- DIRECTIONS -
Extend the commentary below on American hypocrisy and the US fixation on China, starting after its final sentence.

- SOURCE PASSAGE -
The second of what went wrong was the apparent hypocrisy on a grand scale. It’s not something like a teacher who smokes reprimanding students who do the same. The American hypocrisy is about helping a corrupt ruler in one country but undermining a decent one in another; about its media “exposing” something following the “slightest” doubt but leaving key doubts to continue to be the elephant in the room; about “rights organizations” it founded or supports turning a blind eye on matters that would discredit Washington; and about applying a different light if, for example, police in another country choked an unarmed citizen to death.

The third is obsession with China. Former US president Jimmy Carter over a year ago bemoaned the political system in his country as too much outwardly and militarily obsessive. Many innovations, efforts and much time were geared toward political dominance beyond the frontiers.

Whereas the United States preoccupies itself with “warlike” issues, China has built fast trains, created skyscrapers in record times, teleported certain elements to the outer space, advanced cloning technologies and done well in global trades, all the while enduring loud diplomatic noises from Washington over the South China Sea, Hong Kong and Huawei.

 

The fixation feeds on itself and has resulted in a major mess. Trump has demonized China and CNN and CNN has demonized both Trump and China. Who should the American public trust when they disagree? What issue should we trust whom with? What Trump’s statements are true and what CNN’s statements are false? Worse still, if CNN and Trump speak in once voice, are they really trustworthy?

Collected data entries
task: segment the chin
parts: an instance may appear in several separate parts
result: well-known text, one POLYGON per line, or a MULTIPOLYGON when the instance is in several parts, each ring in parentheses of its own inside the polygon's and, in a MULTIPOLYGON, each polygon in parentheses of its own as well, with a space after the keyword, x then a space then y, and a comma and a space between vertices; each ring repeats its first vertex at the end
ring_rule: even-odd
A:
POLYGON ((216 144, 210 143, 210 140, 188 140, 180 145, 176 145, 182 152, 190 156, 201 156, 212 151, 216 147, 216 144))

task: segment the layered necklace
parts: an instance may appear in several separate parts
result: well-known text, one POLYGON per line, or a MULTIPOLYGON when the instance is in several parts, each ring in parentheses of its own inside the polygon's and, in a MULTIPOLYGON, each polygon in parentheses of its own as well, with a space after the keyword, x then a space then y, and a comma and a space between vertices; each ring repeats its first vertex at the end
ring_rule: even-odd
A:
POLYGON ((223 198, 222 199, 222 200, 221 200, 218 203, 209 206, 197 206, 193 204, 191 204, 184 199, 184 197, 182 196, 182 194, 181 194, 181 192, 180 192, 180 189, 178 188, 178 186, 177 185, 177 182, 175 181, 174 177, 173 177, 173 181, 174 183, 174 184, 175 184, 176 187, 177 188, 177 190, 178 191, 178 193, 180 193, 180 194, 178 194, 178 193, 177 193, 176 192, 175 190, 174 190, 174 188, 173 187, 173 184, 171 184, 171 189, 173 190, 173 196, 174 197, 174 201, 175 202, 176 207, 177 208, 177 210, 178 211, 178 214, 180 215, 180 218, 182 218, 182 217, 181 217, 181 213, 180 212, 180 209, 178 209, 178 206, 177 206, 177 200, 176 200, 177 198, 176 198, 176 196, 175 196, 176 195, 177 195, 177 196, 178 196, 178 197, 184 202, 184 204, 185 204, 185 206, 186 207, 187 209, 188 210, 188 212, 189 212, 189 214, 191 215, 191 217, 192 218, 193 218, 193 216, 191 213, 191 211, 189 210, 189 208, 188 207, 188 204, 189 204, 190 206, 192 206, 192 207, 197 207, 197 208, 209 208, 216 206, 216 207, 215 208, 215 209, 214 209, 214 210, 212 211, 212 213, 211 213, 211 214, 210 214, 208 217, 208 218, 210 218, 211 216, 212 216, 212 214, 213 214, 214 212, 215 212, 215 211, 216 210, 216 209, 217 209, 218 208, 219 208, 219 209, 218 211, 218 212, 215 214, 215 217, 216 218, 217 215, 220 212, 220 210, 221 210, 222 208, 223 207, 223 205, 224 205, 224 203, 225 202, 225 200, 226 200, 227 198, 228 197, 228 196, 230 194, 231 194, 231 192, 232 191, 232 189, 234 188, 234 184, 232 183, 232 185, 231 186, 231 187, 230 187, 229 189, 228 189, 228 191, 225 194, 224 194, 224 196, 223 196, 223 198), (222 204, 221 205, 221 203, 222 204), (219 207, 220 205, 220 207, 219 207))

- RESPONSE TO THE EXERCISE -
As pain and anger spread across America over the killing of a black man, George Floyd, who was unarmed, handcuffed and subdued following his arrest related to reported use of counterfeit money, Trump went on stage to announce tough trade and diplomatic measures against China while he should have done something else to correct the renewed racial trouble. He did do something about the domestic tension but his tweet that rioting might be suppressed with shooting inflamed anger rather than cooled it down.

The fourth of what went wrong is the belief that America is entitled to extra excuses. Imagine a law enforcement officer choking an unarmed, handcuffed man, killing him in the process, in another country. Imagine a foreign nation waterboarding a suspect. Imagine a “dictatorial” leader threatening publicly to shoot rioters or asking the military to get tough amid street protests. Those incidents would be inexcusable.

 

That America has been literally off the hook for those kinds of incidents gradually but surely sowed questionable moral seeds everywhere and in politics in particular.

All of what went wrong feeds on itself. The divisive politics increases the need to win at all costs, encourage cover-ups, and weakening political morality and integrity in the process. The hypocrisy has led to action, policies and measures  that call for greater hypocrisy domestically and globally. The hegemony is, as a Thai saying goes, “a ride on a tiger’s back”, requiring the rider to keep on going, and he needs constant hypocrisy and a large amount of human and financial resources for the military to do so. The relationship with China has been under great influences of divisive politics, and that has greatly complicated the American ties with the World Health Organization at a very bad time.

And all of it explains Derek Chauvin, Donald Trump and Washington-initiated schoolboy diplomacy in which top American politicians said the Hong Kong protests were a “beautiful sight to behold”, prompting China to ask “What about Minneapolis?”

Laughable elements aside, international political watchers are fearing the worst, a world rocked by a major trade war, or returning to a Cold War, or facing realistic threat of a real war.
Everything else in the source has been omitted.